That said, committees have every right to look for people they will get along with. Too many faculty meetings, committees and social events are compromised by people who may have the Incompleteness Theorems memorized but who have the social sensitivity of a dead newt. The worry is just that this is an awful way of gauging what a person is actually like.


The job is not simply teaching/scholarship. We tenure faculty to be constitutive of an academic community. Much of the rest of the job depends upon interpersonal skills and rather than some sort of psychological diagnostic (like many senior admin undergo with search firms) faculty typically use the informal and cheaper method of getting a read on someone's social skills.

That said, biases are a huge worry. And although the original story seems a bit weird, some version of the happy hour test is gonna happen if hiring for TT, though not so much with non-TT.

Moti Mizrahi

Thanks again for the comments.

Joe: I wouldn’t go so far as to say it was horrible. But it was very difficult and stressful precisely for the reason you mention. I share your worry that the “Happy Hour Test” may be a terrible way of gauging what a person is really like. Given that the circumstances are unusual, it stands to reason that the candidate in those circumstances is not his/her usual self.

C.: When you say that the job is not simply teaching and scholarship, I suppose you are referring to service, i.e., serving on committees, going to meetings, etc. But I am still not sure that the “Happy Hour Test” is a good way of telling whether or not a person will be able to perform such tasks. Consider psychopaths, for instance. If anyone is anti-social, a psychopath is. The prevalence of psychopaths among CEOs, (roughly 10% among CEOs compared to 1% in the general population), however, suggests that they can meet, plan, and get stuff done. What more do we want from faculty?

David Shope

To expand on Moti's most recent point, I've known incredibly responsible, kind and polite people who are awkward conversationalists and very quiet. I've also known some charming, outgoing people who are flaky and irresponsible.

Are we really testing the right interpersonal skills in these informal interviews? Granted, not having experience being a faculty member I don't really know what duties are involved, but it seems like the interpersonal skills needed to perform various academic duties probably don't overlap much with the interpersonal skills needed to be someone enjoyable to be trapped in an airport with.

One thing that might be helpful is if the social skills (or alternately interpersonal skills) that are supposed to be relevant are specified.

Politeness? Ability to make conversation? Ability to make small-talk? Sensitivity to the moods of participants? Patience? The ability to listen well? Body language reading? The ability to discern genuine pauses from sentence breaks? Persuasiveness? Leadership ability? Respect for obligations to others? Empathy? Voice volume modulation? Expressing themselves clearly? Understanding others easily?


We can call it "service"--but it really is more than that--it is the involvement in the life of the academic community that we expect of "regular" (constitutive) faculty members. Service is the administrative category within which we evaluate that work, but it is better understood as the ability to function in a community of peers across a broad range of human interaction.

★ ★ ★

Problems to solve:
**1.** In the thread on the happy hour test, what share of CEOs does Moti Mizrahi say are psychopaths, compared with the general population?
**2.** Please write what comes next in the thread on the happy hour test, continuing after its final sentence.

(Items listed in a dataset)
★ ★ ★

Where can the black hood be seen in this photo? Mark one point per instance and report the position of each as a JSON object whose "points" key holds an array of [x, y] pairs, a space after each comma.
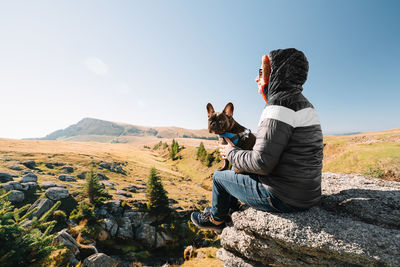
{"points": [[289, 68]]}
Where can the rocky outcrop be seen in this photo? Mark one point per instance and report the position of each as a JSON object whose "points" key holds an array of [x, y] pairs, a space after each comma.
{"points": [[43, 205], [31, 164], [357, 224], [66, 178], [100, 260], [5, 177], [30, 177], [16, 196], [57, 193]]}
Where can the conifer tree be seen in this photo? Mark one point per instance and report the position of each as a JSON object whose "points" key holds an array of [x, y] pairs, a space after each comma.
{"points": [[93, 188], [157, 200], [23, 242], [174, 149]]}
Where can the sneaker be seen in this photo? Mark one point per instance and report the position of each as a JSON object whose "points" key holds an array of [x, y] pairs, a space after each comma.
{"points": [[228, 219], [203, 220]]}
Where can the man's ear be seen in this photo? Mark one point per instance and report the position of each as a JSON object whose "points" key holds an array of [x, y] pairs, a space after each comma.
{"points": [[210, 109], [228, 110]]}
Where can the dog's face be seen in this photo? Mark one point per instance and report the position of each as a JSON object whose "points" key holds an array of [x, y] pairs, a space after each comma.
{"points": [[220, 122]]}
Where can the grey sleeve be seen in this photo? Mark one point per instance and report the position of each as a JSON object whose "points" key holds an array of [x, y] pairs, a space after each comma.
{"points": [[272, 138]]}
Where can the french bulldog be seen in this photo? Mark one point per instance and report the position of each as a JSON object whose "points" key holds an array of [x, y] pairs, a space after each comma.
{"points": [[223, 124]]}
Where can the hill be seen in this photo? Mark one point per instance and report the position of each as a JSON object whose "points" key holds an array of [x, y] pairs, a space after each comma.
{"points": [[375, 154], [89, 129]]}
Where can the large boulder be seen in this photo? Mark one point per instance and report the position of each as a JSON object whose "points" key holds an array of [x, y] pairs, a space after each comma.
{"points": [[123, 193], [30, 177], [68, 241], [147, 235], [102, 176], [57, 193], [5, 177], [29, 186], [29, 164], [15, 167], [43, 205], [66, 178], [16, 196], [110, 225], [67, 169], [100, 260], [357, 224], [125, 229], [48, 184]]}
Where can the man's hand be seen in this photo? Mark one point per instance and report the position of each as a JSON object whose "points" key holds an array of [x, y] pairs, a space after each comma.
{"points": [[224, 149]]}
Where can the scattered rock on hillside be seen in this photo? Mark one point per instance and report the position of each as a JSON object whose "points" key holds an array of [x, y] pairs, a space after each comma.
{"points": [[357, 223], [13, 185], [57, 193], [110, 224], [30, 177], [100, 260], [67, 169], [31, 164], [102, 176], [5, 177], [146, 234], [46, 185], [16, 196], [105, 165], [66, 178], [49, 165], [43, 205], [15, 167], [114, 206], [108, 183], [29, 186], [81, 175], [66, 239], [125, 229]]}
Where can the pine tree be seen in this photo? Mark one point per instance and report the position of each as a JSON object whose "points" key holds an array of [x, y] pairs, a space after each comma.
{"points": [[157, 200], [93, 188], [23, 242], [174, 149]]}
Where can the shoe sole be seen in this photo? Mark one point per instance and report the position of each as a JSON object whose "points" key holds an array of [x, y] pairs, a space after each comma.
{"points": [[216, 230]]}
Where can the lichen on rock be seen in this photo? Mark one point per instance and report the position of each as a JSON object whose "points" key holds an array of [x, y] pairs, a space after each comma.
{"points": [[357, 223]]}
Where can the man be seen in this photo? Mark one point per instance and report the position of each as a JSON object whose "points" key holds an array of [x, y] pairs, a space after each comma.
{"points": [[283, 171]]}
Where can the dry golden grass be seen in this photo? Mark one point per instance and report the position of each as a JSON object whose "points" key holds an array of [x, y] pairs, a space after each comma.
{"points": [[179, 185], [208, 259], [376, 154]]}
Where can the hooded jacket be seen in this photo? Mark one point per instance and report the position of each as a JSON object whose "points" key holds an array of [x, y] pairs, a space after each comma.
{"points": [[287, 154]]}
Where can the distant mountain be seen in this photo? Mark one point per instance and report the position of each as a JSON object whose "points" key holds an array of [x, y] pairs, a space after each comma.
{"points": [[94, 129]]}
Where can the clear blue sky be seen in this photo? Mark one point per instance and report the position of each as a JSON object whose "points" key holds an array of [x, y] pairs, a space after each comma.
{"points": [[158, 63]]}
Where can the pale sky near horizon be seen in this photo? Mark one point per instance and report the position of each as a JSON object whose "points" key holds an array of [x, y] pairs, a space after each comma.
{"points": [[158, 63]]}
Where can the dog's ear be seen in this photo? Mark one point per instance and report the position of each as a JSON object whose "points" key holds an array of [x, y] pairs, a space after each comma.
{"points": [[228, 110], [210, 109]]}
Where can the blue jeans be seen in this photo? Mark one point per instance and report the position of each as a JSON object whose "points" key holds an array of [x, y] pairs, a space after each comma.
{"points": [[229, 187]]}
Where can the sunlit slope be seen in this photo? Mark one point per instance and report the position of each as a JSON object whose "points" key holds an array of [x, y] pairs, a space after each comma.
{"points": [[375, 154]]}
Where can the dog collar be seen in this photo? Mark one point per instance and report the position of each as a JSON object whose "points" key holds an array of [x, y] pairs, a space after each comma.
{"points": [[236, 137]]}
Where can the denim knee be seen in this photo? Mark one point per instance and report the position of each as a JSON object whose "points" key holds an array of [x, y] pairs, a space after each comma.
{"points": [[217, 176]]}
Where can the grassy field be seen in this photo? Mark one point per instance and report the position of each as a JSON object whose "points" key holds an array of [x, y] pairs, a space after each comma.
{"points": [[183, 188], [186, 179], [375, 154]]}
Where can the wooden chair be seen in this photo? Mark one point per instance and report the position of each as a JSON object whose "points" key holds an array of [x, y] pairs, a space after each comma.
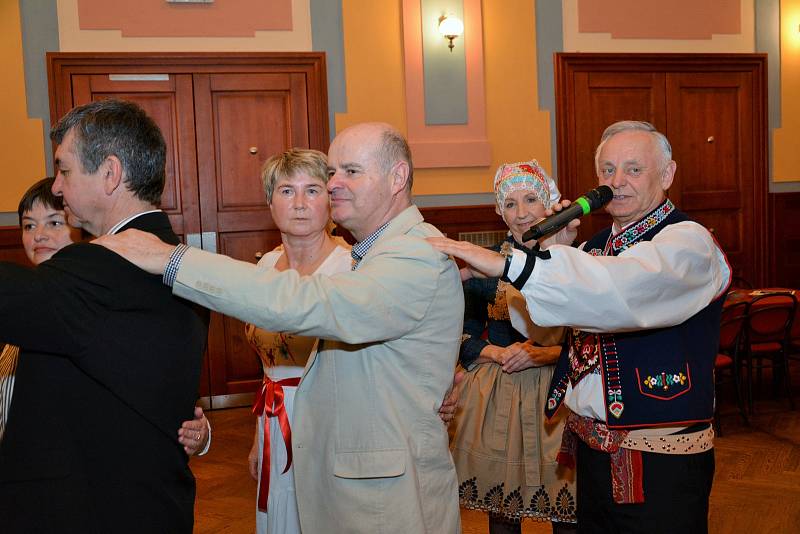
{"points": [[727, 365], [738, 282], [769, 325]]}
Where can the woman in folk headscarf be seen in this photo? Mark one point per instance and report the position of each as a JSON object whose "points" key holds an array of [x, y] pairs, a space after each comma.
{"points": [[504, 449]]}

★ ★ ★

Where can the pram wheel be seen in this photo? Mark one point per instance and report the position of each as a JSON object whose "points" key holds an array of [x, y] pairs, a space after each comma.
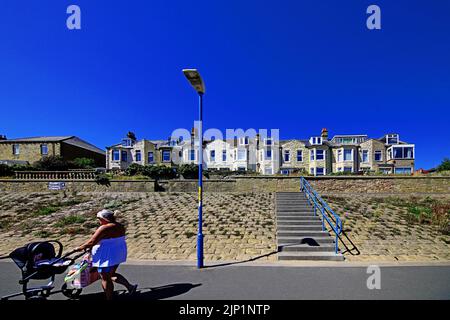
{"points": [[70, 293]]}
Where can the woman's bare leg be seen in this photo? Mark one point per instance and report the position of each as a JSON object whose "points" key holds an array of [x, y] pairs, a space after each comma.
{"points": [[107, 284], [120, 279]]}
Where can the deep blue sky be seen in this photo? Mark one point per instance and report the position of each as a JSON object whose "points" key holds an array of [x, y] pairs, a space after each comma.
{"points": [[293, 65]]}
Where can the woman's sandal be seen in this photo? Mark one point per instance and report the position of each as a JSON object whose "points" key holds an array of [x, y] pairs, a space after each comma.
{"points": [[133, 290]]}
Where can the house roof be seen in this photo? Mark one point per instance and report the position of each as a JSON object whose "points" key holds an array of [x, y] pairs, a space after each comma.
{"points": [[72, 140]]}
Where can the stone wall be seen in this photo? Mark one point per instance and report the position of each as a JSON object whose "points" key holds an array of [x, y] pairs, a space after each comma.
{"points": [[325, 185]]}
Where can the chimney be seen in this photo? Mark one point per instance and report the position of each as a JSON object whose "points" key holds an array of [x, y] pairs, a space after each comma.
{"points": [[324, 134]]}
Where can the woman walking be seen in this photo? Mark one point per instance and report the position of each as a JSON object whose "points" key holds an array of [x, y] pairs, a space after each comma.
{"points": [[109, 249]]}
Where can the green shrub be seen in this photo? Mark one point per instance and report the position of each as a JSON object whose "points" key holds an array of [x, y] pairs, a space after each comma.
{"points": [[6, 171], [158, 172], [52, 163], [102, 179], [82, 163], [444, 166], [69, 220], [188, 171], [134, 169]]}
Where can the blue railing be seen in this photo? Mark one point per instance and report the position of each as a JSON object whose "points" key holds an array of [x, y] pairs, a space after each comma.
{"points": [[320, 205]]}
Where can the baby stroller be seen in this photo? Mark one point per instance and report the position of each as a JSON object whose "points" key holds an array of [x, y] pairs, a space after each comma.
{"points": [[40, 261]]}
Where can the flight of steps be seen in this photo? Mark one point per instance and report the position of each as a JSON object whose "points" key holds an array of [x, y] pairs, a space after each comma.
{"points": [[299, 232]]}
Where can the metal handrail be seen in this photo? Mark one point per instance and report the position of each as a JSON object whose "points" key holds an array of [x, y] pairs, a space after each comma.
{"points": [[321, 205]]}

★ ★ ★

Results of the tasks:
**1.** Roughly 10% of CEOs, compared to 1% in the general population.

**2.**
I agree that "happy hour" tests are not ideal ways of getting good evidence of the potentialities of a candidate, but in the absence of a better mechanism and given the necessity of such judgments, some version of it will be the fallback. (Again probably not as awkward as the examples, but some occasion for informal interaction that gives some indication of some "soft skills.")As I said, I don't know how to think about biases in this case, except to try to be aware of how they might operate, be generous in our judgments, and have diverse hiring committees as far as possible.

But, I'm not particularly persuaded that the prevalence of high-functioning psychopaths in business is telling. Highly accomplished narcissists are not exactly rare in academia-- and given the complexity of faculty life and assuming I had some confidence that a candidate would likely behave in similar ways, I would oppose said person's candidacy on those grounds, assuming that there are 5 other equally qualified and promising candidates in the pool who do not display such behaviors.

Psychopaths likely thrive in the corporate world precisely because of the power dynamics of a hierarchical institution (vertical power). A single "psychopath" can utterly ruin the collegiality of an academic community (horizontal power).

I doubt there is a simple list of behaviors and abilities that can be specified, however, in advance. Perhaps someone could create a psychological diagnostic and provide it for hiring committees to evaluate candidates. But in the absence of this and because of the burden on hiring committees, some sort of proxy like the "happy hour" test are a reasonable, though fallible, substitute.

Ultimately hiring, it seems to me, is a matter of judgment almost unavoidably under-determined by the evidence and not an objective evaluation of someone's record (though the latter is part of the evidence).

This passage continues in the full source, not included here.